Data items
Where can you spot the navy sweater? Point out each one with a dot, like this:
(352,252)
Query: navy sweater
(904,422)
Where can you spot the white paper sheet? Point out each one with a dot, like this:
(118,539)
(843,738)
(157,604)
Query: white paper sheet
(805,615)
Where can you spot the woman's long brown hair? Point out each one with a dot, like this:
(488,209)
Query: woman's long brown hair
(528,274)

▸ **Instructions to follow**:
Each entry needs to be copied out exactly as written.

▸ **Exercise answer**:
Where can you spot the navy sweater? Point out each one with a dot, like this:
(352,252)
Query: navy sweater
(904,422)
Where can you spot the white paper sheet? Point out each one with a dot, like this:
(118,539)
(843,738)
(157,604)
Query: white paper sheet
(805,615)
Where can you spot the woman's long brown hair? Point out each one with a dot, like this:
(488,209)
Query: woman's long brown hair
(528,274)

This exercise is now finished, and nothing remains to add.